To do: Resume the blog post on Phytophthora ramorum from the point at which it stops.

*** Document extract ***

Tuesday, July 17, 2012


  Phytophthora ramorum – a parasitic fungus to look out for

 The recognisable sign of a P. ramorum infection in broadleaved trees is large brown-black cankers on the lower portion of the trunk that seep dark-red sap. Source: Woodlands.co.uk

Eight years ago, the magazine I edited Tree News was the first in Britain to feature a major story on the spread of a microscopic pathogen Phytophthora ramorum,which, at that time, had already infected several species of oak in California and Oregon causing 'Sudden Oak Death' and which had just been detected for the first time on trees in Britain. The worry then was that this could devastate our native oaks.

I conducted interviews with leading experts in the UK and US including Professor Clive Brazier, an emeritus mycologist who was the co-discoverer of the new strain of Dutch Elm disease in the 1970s. He told me: "Phytophthoras are potentially threatening the health of trees and the stability of woods, forests and ecosystems worldwide."

*** End of Document extract ***
*** Provided information ***

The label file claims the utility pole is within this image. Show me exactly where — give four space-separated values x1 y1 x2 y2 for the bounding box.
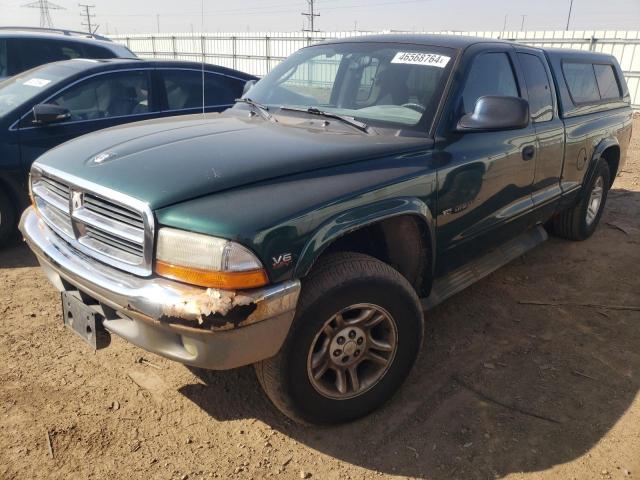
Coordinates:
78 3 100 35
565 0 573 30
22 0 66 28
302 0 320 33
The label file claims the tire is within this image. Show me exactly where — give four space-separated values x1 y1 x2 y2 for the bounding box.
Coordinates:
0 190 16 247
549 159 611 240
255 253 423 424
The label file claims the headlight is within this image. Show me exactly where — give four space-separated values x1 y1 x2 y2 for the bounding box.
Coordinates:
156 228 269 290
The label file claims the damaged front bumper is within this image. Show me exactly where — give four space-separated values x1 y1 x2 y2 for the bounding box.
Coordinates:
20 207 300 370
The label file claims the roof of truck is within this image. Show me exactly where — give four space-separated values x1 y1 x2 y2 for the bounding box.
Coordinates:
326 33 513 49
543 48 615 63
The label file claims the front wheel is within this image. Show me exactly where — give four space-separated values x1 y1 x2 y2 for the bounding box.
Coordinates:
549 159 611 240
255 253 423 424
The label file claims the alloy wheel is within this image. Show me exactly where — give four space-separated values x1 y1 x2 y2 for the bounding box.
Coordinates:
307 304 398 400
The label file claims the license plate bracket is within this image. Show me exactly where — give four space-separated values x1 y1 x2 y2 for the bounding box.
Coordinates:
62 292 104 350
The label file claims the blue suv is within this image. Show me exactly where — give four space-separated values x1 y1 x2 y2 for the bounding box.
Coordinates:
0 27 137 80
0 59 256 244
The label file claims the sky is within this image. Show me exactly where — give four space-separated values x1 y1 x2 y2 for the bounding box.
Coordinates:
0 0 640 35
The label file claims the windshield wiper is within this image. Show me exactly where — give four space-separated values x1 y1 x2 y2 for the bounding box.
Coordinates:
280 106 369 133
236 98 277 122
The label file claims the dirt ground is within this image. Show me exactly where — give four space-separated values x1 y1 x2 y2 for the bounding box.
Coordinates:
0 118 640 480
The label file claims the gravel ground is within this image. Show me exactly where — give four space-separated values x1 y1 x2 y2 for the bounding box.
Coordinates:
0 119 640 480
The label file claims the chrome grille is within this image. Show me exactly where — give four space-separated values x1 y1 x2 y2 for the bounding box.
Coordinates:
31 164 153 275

*** End of Provided information ***
*** Provided information ***

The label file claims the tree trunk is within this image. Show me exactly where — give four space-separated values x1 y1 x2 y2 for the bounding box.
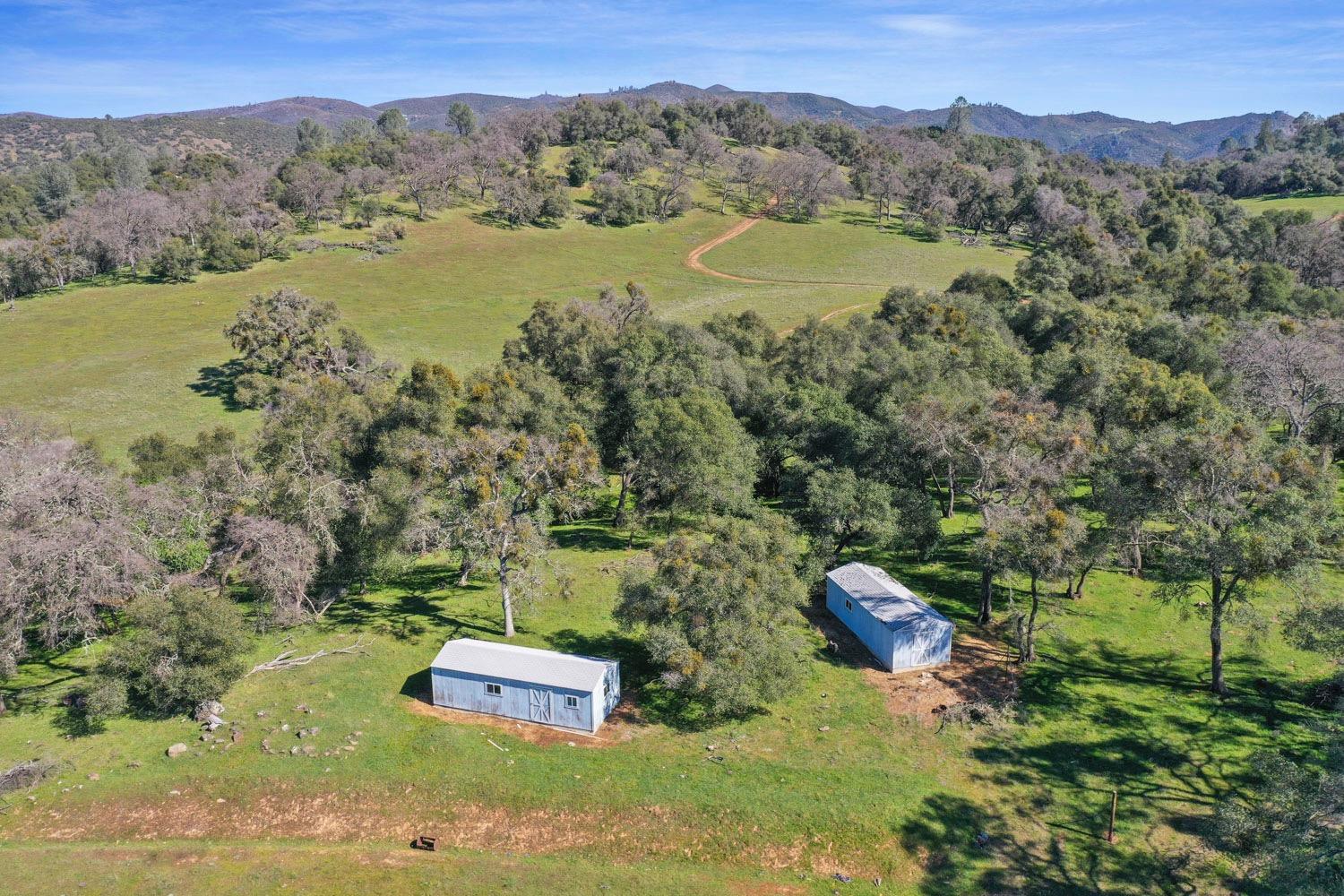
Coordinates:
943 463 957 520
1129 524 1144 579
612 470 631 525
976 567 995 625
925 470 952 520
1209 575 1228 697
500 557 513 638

*** End of Provided information ***
*** Provided information ***

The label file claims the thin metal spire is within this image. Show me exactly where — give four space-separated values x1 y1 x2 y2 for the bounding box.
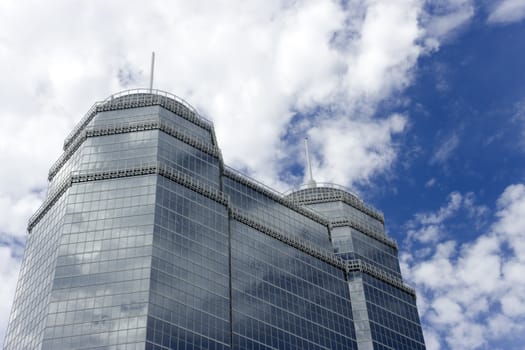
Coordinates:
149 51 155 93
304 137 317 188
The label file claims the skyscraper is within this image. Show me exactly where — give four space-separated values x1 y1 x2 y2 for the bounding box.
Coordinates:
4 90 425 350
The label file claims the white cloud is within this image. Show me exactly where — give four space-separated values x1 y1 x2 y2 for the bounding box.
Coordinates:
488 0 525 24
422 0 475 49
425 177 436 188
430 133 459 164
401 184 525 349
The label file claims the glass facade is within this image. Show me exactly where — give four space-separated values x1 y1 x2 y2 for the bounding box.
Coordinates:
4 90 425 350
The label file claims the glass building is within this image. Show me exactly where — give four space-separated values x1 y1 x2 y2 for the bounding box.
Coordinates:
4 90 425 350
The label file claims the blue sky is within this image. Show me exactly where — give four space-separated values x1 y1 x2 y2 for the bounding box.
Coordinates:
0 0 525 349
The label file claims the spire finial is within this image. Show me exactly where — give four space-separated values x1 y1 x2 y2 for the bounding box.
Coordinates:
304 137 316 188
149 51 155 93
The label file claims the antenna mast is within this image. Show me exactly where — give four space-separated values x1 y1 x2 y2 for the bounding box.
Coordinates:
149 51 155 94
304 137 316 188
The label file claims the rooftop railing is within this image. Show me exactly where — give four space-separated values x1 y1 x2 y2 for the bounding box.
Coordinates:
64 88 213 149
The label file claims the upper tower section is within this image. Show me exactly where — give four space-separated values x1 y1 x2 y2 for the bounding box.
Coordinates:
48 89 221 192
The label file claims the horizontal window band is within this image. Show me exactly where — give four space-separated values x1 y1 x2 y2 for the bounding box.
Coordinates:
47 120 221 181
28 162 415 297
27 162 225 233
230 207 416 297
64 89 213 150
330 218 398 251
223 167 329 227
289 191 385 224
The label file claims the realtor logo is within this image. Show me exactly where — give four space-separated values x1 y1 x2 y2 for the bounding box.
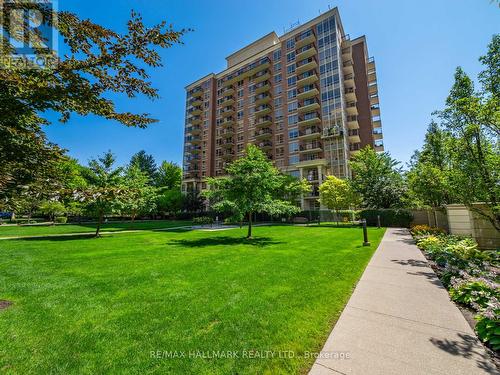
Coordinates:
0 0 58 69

*** End of Provided information ***

Output of the exercise:
A few days ago, The Generalist was sent a press release from the Forestry Commission to say a new strain of Phytophthora has just been identified in the UK. In this post, I reprint the intro from the original news feature, which provides a good summary of the background story, followed by the latest developments.

Phytophthora ramorum is one of a genus of some 60 species which attack a vast number of plants including soybean, cacao, strawberries, pineapples, avocados and forest trees. (The Irish potato famine of 1845 was due to potato blight caused by Phytophthora infestans.) The name Phytophthora derives from the Greek and means 'plant destroyer'. Disease caused by Phytophthoras costs agricul­ture, forestry and nursery industries hundreds of billions of dol­lars each year in the US alone.

Phytophthora pathogens are especially difficult to control because of their origins. They come from an entirely different kingdom of life (Protista) to most other plant pathogens and are impervious to most pesticides. The organisms, though fungus-like, are not plant or animal, neither bacterium or virus, nor fungus or algae. They spread easily through air, water and soil.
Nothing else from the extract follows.